Article
· · ·

In Progress
Neural Networks
Depth - length of longest path from source to sink Layer - Set of all neurons which are all at the same depth with respect to the source
Gradient
For a scalar function $f(X)$ with a multivariate input $X$:
\[df\left( x\right) =\nabla _{x}f\left( x\right) dx\] \[\nabla _{x}f\left( x\right) =\left[ \dfrac{\partial f}{\partial x_{1}}\dfrac{\partial f}{\partial x_{2}}\ldots \dfrac{\partial f}{\partial x_{n}}\right]\]Because it is a dot product, for an increment $dX$ of any given length, $df$ is maximum if the increment $dX$ is aligned with the gradient direction $\nabla _{x}f\left( x\right)^T$. So the gradient is the direction of steepest ascent.
So if you want a function to decrease, your increment should be in the direction of $-\nabla _{x}f\left( x\right)^T$.
To find a maximum move in the direction of gradient:
\[x^{k+1} = x^k + \eta^k \nabla_x f(x^k)^T \\[1em]\]To find a minimum move in the direction of gradient:
\[x^{k+1} = x^k - \eta^k \nabla_x f(x^k)^T \\[1em]\]There are many solutions to choosing step size $\eta^k$.

· · ·

Recorded information

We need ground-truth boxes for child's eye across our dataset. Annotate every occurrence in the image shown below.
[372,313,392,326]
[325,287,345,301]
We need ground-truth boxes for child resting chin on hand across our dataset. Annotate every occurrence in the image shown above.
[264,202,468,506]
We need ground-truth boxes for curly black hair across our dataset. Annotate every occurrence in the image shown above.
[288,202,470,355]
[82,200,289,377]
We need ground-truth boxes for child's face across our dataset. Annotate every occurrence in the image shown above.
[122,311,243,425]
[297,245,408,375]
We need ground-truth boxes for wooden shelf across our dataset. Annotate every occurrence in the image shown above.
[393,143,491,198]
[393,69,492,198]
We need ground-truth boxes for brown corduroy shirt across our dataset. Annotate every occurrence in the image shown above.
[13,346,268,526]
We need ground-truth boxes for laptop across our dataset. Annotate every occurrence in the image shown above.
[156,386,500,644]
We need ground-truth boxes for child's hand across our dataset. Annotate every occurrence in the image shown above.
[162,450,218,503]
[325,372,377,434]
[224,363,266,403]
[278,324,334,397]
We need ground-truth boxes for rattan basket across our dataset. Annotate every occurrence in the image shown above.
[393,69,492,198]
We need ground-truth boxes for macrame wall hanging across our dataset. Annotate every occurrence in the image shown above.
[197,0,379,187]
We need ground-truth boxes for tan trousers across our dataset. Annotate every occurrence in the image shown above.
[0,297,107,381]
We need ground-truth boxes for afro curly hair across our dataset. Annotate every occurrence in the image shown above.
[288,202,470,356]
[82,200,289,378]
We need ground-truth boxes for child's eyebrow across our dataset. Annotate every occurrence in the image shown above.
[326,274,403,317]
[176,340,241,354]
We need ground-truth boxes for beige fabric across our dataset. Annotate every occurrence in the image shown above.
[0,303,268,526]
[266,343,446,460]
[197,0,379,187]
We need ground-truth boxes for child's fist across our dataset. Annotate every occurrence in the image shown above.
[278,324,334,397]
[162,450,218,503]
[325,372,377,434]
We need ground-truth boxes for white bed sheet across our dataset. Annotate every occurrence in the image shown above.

· · ·

Request
In the notes on neural networks and gradients, how is depth defined?

Written response
Depth is the length of the longest path from source to sink.